### REQUIRED WORK
I would like every entry below written out exactly.

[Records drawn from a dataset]
++++++

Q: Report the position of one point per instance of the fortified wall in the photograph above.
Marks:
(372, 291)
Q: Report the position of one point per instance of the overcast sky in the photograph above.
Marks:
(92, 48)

++++++

### ANSWER AREA
Q: Report the position of one point per instance of the fortified wall in the photograph above.
Marks:
(372, 291)
Q: Report the position of one point per instance of the overcast sky in the photograph above.
Marks:
(92, 48)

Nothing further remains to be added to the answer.